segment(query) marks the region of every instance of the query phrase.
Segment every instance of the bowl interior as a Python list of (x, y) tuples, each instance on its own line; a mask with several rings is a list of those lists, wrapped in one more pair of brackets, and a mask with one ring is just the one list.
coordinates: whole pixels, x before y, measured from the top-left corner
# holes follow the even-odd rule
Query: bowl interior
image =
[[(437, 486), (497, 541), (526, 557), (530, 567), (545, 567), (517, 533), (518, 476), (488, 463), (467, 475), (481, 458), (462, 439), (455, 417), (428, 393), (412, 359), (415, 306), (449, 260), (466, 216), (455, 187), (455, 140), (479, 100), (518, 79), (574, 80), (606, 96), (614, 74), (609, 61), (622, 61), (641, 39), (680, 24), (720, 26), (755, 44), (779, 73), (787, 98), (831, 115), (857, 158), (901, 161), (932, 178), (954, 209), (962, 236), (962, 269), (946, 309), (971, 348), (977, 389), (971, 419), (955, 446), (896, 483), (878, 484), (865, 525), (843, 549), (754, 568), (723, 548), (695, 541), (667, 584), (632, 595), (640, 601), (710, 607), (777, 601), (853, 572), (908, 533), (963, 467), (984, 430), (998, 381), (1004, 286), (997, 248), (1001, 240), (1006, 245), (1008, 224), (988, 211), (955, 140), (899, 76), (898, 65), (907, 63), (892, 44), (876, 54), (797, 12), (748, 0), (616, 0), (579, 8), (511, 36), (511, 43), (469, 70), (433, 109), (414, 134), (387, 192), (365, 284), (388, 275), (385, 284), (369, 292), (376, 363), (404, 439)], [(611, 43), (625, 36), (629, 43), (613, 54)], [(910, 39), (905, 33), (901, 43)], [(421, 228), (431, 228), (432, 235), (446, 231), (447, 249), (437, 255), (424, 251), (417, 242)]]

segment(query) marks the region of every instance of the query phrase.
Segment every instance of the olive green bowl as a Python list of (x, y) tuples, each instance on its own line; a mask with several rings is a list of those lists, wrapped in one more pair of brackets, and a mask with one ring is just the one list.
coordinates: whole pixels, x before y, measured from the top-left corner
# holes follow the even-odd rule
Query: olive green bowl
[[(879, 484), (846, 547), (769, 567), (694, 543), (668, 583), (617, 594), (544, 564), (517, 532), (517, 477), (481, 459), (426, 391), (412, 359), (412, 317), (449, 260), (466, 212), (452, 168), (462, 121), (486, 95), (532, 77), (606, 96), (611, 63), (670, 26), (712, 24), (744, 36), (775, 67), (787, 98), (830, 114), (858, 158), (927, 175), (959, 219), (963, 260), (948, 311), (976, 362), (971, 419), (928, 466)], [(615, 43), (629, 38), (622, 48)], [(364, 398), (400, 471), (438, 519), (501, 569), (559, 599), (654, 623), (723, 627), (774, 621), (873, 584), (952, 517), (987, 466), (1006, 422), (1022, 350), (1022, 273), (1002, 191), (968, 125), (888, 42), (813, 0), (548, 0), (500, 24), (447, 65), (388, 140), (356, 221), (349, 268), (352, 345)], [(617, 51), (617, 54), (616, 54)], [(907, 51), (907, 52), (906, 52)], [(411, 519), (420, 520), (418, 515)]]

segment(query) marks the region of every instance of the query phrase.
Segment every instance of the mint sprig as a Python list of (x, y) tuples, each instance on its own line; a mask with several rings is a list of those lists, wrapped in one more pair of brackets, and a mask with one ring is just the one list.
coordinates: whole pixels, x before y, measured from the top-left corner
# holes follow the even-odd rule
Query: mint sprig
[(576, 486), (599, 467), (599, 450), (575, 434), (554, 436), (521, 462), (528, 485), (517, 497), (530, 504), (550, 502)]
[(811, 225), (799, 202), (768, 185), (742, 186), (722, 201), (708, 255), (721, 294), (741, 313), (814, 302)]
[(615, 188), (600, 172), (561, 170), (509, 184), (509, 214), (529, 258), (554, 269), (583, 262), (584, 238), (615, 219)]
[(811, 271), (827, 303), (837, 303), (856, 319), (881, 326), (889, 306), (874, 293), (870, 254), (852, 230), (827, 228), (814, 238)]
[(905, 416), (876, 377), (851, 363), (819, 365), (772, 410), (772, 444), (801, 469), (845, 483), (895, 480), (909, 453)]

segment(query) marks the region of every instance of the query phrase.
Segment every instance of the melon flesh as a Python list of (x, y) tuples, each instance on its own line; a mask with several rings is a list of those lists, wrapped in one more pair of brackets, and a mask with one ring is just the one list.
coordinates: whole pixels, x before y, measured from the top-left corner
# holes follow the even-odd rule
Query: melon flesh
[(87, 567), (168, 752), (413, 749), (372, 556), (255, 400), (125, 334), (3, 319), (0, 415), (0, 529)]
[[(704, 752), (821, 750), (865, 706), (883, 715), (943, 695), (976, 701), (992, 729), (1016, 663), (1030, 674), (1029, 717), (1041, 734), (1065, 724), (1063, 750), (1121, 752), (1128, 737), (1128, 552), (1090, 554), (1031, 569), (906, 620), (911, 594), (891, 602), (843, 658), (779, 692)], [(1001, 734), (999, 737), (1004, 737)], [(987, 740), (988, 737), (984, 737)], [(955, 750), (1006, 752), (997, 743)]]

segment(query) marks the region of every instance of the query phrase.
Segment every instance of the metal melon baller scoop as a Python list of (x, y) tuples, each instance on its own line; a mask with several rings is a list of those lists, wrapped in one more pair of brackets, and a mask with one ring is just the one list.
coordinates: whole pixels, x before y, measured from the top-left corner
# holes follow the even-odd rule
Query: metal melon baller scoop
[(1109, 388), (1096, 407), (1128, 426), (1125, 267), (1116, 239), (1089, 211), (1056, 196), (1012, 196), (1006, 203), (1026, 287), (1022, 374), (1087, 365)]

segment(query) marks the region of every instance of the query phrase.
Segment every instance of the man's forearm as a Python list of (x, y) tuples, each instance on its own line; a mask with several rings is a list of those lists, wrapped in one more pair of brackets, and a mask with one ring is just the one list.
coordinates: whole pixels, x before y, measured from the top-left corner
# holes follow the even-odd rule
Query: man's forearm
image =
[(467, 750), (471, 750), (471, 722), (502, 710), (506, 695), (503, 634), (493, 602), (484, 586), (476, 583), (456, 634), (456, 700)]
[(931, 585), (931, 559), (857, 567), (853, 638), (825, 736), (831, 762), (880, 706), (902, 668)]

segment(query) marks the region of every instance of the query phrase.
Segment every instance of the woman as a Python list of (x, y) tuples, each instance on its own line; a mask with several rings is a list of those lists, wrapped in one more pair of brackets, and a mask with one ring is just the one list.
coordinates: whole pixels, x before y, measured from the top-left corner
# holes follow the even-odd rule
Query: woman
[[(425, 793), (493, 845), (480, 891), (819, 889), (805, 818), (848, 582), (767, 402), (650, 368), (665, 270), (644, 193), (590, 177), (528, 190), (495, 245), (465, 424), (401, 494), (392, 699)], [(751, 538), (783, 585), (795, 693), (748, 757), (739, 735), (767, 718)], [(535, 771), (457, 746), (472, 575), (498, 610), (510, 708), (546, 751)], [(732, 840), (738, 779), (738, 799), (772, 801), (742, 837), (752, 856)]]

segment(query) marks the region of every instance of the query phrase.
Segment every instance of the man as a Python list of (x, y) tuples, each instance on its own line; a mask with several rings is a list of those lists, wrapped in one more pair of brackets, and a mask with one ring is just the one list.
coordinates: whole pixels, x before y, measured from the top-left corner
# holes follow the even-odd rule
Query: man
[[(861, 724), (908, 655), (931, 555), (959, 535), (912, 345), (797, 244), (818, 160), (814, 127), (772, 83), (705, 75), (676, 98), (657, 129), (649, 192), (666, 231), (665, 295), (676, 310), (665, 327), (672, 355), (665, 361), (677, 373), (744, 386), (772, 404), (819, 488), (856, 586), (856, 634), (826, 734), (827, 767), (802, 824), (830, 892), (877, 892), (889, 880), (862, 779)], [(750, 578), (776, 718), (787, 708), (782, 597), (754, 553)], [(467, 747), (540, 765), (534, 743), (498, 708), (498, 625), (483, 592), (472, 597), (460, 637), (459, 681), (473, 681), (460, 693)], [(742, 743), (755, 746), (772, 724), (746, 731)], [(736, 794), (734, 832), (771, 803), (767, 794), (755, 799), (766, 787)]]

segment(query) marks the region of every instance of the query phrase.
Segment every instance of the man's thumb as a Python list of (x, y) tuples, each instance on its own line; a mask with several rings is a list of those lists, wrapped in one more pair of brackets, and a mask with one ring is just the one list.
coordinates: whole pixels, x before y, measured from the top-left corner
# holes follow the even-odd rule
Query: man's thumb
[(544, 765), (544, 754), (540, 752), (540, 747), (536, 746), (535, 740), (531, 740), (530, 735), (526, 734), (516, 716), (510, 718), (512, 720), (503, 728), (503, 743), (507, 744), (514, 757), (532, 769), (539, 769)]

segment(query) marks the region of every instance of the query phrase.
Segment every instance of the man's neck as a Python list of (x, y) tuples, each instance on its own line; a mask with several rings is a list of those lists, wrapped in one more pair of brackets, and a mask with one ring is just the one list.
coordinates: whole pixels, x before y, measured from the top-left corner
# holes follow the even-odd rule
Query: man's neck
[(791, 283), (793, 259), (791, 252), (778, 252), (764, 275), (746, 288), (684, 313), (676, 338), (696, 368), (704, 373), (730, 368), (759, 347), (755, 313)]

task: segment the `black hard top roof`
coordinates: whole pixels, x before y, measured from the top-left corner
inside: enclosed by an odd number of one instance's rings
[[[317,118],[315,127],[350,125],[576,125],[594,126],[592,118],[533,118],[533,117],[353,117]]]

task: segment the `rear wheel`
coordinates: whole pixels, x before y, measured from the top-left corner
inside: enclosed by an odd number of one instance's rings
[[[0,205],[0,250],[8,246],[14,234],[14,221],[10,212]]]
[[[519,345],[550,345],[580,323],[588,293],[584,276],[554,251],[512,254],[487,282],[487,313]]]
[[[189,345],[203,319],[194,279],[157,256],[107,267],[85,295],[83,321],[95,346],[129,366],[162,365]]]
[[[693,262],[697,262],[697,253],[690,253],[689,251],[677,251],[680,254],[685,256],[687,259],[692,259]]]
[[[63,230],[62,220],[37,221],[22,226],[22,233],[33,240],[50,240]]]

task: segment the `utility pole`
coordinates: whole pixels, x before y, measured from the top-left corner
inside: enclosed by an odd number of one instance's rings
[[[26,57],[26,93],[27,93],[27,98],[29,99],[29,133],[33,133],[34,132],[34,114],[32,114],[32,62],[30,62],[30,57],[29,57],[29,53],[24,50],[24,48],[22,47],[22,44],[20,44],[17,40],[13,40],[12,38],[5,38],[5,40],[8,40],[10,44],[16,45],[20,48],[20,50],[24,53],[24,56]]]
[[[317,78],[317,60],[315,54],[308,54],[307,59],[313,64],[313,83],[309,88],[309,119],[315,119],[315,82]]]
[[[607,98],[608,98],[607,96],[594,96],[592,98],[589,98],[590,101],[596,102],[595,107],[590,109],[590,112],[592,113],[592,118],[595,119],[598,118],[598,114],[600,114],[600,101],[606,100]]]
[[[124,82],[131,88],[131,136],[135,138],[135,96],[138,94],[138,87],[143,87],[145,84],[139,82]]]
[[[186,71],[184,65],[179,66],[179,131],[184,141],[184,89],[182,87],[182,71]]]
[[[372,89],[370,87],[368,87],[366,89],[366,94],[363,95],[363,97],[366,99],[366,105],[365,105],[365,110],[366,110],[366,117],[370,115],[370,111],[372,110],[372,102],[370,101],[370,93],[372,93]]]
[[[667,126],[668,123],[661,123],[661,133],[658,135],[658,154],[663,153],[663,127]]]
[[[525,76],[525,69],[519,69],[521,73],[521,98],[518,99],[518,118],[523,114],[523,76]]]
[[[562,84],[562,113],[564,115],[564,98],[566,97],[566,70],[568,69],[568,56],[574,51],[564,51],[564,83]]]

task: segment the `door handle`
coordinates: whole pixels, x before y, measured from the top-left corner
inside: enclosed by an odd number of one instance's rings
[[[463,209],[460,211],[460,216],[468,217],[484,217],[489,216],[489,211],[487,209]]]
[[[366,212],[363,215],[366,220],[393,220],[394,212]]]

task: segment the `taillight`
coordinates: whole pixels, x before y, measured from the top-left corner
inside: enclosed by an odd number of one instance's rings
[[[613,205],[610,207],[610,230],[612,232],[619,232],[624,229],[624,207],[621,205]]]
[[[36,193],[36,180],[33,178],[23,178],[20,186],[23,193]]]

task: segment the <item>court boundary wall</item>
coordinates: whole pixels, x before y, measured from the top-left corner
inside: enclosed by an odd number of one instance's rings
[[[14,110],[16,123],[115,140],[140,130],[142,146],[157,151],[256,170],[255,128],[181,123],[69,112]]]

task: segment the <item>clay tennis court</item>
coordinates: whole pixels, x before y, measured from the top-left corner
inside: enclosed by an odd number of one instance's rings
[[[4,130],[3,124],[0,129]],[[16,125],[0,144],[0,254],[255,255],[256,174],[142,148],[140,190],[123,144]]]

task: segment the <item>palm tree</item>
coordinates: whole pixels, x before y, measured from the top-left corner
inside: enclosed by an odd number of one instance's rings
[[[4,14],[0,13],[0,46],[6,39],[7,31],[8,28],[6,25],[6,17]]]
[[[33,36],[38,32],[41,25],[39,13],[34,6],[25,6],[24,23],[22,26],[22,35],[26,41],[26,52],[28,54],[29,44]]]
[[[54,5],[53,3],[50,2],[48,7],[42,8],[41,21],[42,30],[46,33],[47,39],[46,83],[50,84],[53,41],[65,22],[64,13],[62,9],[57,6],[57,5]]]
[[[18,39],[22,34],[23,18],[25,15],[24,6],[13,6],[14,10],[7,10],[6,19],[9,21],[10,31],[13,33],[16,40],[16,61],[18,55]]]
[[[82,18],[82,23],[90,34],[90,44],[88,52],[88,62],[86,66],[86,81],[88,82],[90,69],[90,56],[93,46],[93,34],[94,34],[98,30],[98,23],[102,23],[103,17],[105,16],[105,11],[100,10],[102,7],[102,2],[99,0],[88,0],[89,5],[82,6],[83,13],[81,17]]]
○ ○ ○ ○
• **The exercise**:
Pick out every line of the data above that contains the string "item", matching case exactly, and copy each one in full.

• **Task response**:
task: segment the <item>court boundary wall</item>
task: segment the <item>clay tennis court</item>
task: segment the <item>palm tree</item>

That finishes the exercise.